- **Text segment**:
Proof of Theorem 1.1

Let $ q\in b\mathbb {D}$ . For $p\in \mathbb {D}$ and $j\in \mathbb {N}$ we define

$$\begin{align*}f_{j,p}(z',z_n)=g_j(z')k^{\mathbb{D}}_p(z_n),\end{align*}$$

where $z'=(z_1,\ldots ,z_{n-1}), k^{\mathbb {D}}_p$ is the normalized kernel for $A^2(\mathbb {D})$ centered at p and $\{g_j\}\subset A^2(\mathbb {D}^{n-1})$ , to be determined later, such that $\|g_j\|_{L^2(\mathbb {D}^{n-1})}=1$ . We note that $\{g_j\}$ is uniformly bounded on compact subsets of $\mathbb {D}^{n-1}$ . Then $\sup \{|f_{j,p}(z)|:j\in \mathbb {N},z\in K\} \to 0$ as $p\to q$ for any compact set $K\subset \mathbb {D}^n$ . Hence, by Lemma 2.1, for any $p_j\to q$ we conclude that $f_{j,p_j}\to 0$ weakly $j\to \infty $ .

- **Information supplied**:
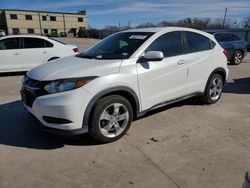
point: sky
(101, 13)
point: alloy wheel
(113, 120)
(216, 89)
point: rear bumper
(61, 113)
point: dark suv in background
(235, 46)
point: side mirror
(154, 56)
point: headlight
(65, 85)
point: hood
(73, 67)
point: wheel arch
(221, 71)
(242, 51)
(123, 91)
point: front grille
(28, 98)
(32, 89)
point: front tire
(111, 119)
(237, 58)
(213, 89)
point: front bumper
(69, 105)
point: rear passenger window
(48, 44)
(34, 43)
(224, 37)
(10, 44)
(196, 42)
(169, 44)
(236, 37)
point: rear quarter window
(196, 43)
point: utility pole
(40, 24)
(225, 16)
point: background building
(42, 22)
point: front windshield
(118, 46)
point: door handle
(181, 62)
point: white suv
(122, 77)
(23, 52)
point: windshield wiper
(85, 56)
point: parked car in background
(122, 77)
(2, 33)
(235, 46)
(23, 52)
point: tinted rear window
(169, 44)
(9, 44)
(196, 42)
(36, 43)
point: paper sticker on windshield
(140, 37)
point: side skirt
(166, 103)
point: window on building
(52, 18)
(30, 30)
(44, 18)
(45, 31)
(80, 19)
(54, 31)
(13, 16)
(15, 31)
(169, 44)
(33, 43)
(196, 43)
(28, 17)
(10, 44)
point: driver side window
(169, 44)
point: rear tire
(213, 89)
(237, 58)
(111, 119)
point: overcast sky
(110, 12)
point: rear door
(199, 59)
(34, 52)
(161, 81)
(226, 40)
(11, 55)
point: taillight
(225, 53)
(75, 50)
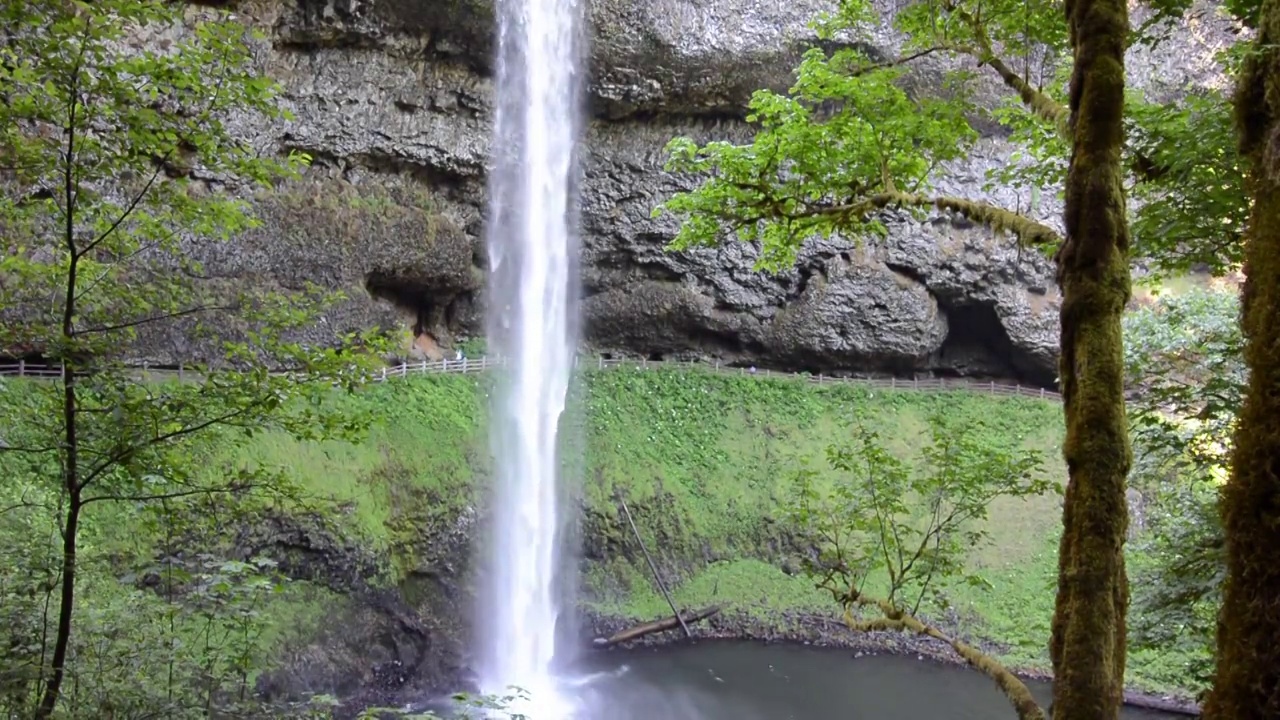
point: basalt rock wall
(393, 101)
* * *
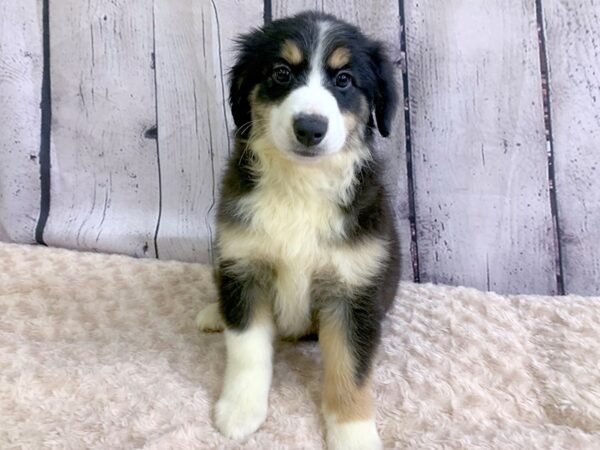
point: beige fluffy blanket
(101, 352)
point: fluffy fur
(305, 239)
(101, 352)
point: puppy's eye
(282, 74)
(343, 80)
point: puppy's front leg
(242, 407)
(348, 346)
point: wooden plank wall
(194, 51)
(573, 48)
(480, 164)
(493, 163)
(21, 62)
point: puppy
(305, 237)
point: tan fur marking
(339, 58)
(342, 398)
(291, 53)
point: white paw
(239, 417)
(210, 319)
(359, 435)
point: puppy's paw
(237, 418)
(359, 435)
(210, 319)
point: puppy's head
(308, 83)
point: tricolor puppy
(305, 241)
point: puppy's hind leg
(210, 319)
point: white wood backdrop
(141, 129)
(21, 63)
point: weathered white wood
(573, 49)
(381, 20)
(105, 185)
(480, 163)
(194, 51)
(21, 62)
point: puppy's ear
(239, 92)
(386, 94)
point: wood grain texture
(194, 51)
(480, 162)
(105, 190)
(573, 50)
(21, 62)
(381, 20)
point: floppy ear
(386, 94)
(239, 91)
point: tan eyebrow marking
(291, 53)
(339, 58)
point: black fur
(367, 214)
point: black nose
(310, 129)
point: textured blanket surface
--
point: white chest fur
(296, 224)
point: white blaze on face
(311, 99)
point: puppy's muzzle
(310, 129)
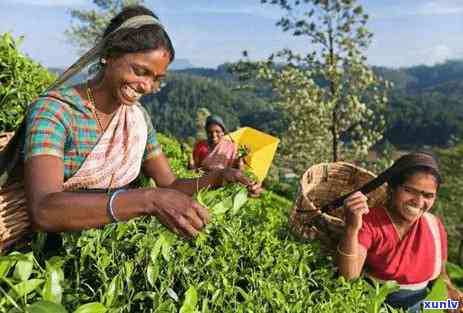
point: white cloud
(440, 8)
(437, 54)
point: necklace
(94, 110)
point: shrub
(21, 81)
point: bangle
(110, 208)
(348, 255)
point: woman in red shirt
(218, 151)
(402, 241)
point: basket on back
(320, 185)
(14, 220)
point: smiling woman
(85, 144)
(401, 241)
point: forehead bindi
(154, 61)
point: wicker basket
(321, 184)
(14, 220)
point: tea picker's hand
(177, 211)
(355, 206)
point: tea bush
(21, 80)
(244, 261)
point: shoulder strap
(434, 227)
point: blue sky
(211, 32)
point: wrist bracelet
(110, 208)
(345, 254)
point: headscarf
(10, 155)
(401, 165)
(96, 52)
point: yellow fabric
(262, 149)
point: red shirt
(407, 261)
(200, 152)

- **Objective 1**: Quote the proof of Theorem 1.1 from "Proof of Theorem" to "weakly $j\to \infty $ ." without changing anything.
- **Objective 2**:
Answer these questions using the proof of Theorem 1.1.
(a) What is the function described as centered at p?
(b) Which lemma is cited to conclude weak convergence?
(c) What value must the L^2 norm of each g_j on the polydisc of dimension n−1 take?
The records are taken from a separate source.

- **Full response 1**:
Proof of Theorem 1.1

Let $ q\in b\mathbb {D}$ . For $p\in \mathbb {D}$ and $j\in \mathbb {N}$ we define

$$\begin{align*}f_{j,p}(z',z_n)=g_j(z')k^{\mathbb{D}}_p(z_n),\end{align*}$$

where $z'=(z_1,\ldots ,z_{n-1}), k^{\mathbb {D}}_p$ is the normalized kernel for $A^2(\mathbb {D})$ centered at p and $\{g_j\}\subset A^2(\mathbb {D}^{n-1})$ , to be determined later, such that $\|g_j\|_{L^2(\mathbb {D}^{n-1})}=1$ . We note that $\{g_j\}$ is uniformly bounded on compact subsets of $\mathbb {D}^{n-1}$ . Then $\sup \{|f_{j,p}(z)|:j\in \mathbb {N},z\in K\} \to 0$ as $p\to q$ for any compact set $K\subset \mathbb {D}^n$ . Hence, by Lemma 2.1, for any $p_j\to q$ we conclude that $f_{j,p_j}\to 0$ weakly $j\to \infty $ .

- **Full response 2**:
(a) The normalized kernel for A^2 of the disc, centered at p.
(b) Lemma 2.1.
(c) 1.